*** Extrait de page
Mère
l'Agenda
Volume 1
21 décembre 1957
Tu m’as dit l’autre jour que pour savoir les choses, tu te branchais sur le plan subtil, et que là, cela se déroulait comme un disque. Comment cela fonctionne-t-il exactement?
Il y a toute une gamme de plans de conscience, depuis la conscience physique jusqu’à ma conscience radieuse tout en haut, celle qui connaît la Volonté du Suprême. Je tiens devant moi tous ces plans de conscience et ils travaillent simultanément, d’une façon coordonnée, agissant sur chaque plan, recueillant les informations propres à chaque plan, afin d’avoir la vérité intégrale des choses. Ainsi, quand j’ai une décision à prendre à votre sujet, je me branche directement sur vous, depuis la conscience suprême, celle qui voit la vérité profonde de votre être. Mais en même temps, ma décision est façonnée, si je puis dire, par les renseignements que me fournissent les autres plans de conscience et particulièrement la conscience physique qui agit comme un enregistreur.
Cette conscience physique enregistre tout ce qu’elle voit, toutes vos réactions, vos pensées, tous les faits, sans préférence, sans préjugé, sans volonté personnelle. Rien ne lui échappe. Son travail est presque mécanique. Ainsi, je sais ce que je peux vous dire ou vous demander selon la vérité intégrale de votre être et ses possibilités présentes. D’ordinaire, chez l’homme normal, la conscience physique ne voit pas les choses comme elles sont, pour trois raisons: par ignorance, par préférence, par volonté égoïste. Vous colorez ce que vous voyez, éliminez ce qui vous déplait, bref vous ne voyez que ce que vous voulez bien voir.
Or, j’ai eu récemment une expérience très frappante: il s’est produit un décalage entre ma conscience physique et la conscience du monde. Il m’est arrivé que des décisions prises dans la Lumière et la Vérité produisent des résultats inattendus, des bouleversements dans la conscience des autres, qui n’étaient ni prévus, ni voulus, et je ne comprenais pas. J’avais beau chercher, je ne comprenais pas – j’insiste sur ce mot. Finalement, j’ai dû sortir de ma conscience la plus haute et me tirer en bas, dans la conscience physique, pour savoir ce qui se passait. Et là, j’ai vu, dans ma tête, comme une petite cellule qui éclatait, et tout à coup j’ai compris: il y avait eu un défaut d’enregistrement. La conscience physique avait négligé d’inscrire certaines de vos réactions inférieures. Cela ne pouvait pas être par préférence ou par volonté personnelle (il y a longtemps que ces choses ont été éliminées de ma conscience, très longtemps). Et j’ai vu que cette conscience la plus matérielle était déjà tout imprégnée de la vérité supra-mentale transformatrice, qu’elle n’arrivait plus à suivre la cadence de la vie normale. Elle était beaucoup plus ajustée à la conscience véritable qu’au monde!... Je ne pouvais pas lui faire de reproches, parce qu’elle n’était pas en arrière mais en avant au contraire, trop en avant. II y avait un décalage entre le rythme de transformation de mon être et le rythme propre du monde. L’action supramentale sur le monde est lente, elle n’agit pas directement mais par infiltration, en traversant des couches successives, et les effets sont lents à se produire. Alors j’ai dû me tirer violemment en bas pour attendre les autres.
******
Tâches à accomplir:
[a] D'après l'extrait, pour quelles trois raisons la conscience physique de l'homme normal ne voit-elle pas les choses comme elles sont ?
[b] Reproduisez le passage de l'extrait qui va de « Il y a toute » jusqu'à « comme un enregistreur. » inclus.
*** Données
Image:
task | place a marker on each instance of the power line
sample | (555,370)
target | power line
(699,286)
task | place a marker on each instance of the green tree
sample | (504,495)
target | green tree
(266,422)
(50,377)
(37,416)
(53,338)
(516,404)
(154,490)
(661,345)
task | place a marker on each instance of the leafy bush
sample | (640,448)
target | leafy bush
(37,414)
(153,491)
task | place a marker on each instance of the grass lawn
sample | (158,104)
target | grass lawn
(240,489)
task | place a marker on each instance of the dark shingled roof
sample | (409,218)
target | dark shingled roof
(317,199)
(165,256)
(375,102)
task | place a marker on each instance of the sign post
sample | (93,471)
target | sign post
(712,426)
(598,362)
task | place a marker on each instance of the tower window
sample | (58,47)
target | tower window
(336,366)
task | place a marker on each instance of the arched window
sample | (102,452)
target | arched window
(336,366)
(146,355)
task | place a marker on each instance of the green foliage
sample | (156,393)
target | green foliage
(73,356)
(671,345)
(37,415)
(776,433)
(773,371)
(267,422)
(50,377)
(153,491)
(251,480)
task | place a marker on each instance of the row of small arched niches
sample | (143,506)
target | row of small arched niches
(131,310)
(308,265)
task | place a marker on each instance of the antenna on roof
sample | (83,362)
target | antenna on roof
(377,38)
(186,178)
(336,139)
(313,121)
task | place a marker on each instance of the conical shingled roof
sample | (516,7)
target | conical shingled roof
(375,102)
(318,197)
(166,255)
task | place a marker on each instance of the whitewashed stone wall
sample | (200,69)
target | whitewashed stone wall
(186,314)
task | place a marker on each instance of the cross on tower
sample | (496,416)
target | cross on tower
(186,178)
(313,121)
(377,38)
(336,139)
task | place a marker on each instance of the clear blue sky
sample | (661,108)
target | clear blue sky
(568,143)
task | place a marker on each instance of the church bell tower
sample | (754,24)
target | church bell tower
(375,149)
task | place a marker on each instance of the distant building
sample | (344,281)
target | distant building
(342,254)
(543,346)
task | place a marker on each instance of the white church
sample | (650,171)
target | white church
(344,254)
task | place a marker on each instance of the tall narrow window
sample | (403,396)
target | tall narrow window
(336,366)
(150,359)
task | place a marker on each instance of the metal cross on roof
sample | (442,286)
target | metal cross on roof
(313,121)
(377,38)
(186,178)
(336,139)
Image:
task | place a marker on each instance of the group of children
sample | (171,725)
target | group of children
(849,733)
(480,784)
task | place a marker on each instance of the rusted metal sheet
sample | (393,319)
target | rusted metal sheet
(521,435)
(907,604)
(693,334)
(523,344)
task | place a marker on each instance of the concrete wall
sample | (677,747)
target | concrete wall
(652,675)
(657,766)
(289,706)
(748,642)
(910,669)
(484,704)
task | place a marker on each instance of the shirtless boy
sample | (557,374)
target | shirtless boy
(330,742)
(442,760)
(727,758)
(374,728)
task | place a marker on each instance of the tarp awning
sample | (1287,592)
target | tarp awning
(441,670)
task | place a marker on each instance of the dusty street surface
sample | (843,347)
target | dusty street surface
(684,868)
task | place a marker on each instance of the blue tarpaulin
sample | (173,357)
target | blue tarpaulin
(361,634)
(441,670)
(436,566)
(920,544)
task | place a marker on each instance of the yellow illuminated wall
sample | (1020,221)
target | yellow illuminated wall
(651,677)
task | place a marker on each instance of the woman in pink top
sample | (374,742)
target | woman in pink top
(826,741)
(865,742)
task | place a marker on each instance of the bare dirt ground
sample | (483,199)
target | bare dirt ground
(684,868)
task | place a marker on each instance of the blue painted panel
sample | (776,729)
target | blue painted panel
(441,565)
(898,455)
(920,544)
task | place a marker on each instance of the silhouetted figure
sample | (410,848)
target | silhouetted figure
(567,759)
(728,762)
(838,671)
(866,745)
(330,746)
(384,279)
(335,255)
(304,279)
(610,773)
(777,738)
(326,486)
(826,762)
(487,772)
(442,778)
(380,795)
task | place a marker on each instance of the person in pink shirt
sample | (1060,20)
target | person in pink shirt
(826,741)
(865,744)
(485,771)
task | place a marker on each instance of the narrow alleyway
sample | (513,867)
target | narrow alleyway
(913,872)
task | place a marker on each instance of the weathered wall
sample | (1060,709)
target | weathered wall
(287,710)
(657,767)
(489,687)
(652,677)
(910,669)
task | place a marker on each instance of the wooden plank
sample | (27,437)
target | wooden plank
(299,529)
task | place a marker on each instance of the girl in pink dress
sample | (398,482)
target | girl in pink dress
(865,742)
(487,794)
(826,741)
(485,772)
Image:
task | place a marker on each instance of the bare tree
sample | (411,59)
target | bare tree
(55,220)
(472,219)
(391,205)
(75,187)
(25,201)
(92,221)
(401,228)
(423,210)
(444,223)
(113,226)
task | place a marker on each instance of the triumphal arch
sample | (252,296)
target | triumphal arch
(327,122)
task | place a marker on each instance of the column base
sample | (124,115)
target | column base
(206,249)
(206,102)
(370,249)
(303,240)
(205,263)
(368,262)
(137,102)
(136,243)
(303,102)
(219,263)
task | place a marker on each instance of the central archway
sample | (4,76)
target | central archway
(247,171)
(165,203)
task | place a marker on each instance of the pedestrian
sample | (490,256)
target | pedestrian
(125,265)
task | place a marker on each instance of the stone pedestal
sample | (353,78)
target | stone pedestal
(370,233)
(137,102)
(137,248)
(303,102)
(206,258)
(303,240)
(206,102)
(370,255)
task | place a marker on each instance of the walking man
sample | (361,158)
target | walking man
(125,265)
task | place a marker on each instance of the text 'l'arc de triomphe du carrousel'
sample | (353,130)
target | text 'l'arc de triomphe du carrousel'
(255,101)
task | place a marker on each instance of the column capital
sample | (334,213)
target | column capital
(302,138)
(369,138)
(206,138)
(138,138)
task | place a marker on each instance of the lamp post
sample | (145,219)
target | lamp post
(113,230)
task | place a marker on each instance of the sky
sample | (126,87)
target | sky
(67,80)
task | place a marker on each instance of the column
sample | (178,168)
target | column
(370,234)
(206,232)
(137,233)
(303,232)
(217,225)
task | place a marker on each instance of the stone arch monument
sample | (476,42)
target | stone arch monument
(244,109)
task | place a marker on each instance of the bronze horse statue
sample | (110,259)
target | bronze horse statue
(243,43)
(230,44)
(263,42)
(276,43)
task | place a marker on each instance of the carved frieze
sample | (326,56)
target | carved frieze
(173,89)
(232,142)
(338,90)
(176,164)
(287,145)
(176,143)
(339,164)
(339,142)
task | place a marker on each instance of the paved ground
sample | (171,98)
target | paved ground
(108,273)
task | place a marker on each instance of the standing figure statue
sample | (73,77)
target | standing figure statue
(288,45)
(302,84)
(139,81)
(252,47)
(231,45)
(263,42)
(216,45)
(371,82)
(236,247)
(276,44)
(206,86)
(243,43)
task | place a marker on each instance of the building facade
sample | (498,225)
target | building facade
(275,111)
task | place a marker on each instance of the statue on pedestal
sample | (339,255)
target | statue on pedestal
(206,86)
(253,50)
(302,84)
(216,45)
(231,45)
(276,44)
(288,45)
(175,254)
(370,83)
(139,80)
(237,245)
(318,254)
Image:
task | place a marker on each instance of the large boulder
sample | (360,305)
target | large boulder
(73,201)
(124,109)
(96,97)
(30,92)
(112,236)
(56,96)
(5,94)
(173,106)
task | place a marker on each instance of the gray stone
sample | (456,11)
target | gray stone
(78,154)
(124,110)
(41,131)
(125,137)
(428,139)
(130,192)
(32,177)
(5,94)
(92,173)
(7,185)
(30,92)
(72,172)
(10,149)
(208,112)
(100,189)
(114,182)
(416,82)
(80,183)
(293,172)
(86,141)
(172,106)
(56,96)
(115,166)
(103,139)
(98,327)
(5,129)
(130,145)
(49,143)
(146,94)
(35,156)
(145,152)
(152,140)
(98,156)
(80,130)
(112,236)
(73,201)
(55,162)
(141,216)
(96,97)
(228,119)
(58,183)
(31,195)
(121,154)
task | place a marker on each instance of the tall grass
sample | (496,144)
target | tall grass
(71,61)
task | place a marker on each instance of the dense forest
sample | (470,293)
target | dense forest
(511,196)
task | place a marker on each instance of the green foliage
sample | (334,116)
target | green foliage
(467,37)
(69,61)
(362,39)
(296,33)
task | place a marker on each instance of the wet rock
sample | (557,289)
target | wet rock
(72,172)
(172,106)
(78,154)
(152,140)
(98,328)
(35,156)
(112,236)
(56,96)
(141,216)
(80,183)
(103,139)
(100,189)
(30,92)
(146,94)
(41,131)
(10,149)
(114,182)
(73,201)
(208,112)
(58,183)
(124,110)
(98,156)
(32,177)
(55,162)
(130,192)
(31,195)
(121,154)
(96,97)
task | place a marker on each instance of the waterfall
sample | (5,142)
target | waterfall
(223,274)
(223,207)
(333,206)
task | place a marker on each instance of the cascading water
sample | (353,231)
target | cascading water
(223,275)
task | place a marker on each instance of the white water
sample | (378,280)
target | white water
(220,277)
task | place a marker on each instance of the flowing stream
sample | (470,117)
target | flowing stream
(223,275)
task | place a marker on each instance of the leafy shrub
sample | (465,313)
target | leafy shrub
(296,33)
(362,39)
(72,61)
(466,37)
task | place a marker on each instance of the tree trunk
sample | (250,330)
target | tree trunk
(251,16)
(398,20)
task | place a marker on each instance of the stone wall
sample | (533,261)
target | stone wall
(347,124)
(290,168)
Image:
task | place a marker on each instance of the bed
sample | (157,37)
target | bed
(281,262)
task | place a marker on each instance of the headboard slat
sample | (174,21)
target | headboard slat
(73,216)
******
Tâches résolues:
[a] Par ignorance, par préférence et par volonté égoïste.

[b]
Il y a toute une gamme de plans de conscience, depuis la conscience physique jusqu’à ma conscience radieuse tout en haut, celle qui connaît la Volonté du Suprême. Je tiens devant moi tous ces plans de conscience et ils travaillent simultanément, d’une façon coordonnée, agissant sur chaque plan, recueillant les informations propres à chaque plan, afin d’avoir la vérité intégrale des choses. Ainsi, quand j’ai une décision à prendre à votre sujet, je me branche directement sur vous, depuis la conscience suprême, celle qui voit la vérité profonde de votre être. Mais en même temps, ma décision est façonnée, si je puis dire, par les renseignements que me fournissent les autres plans de conscience et particulièrement la conscience physique qui agit comme un enregistreur.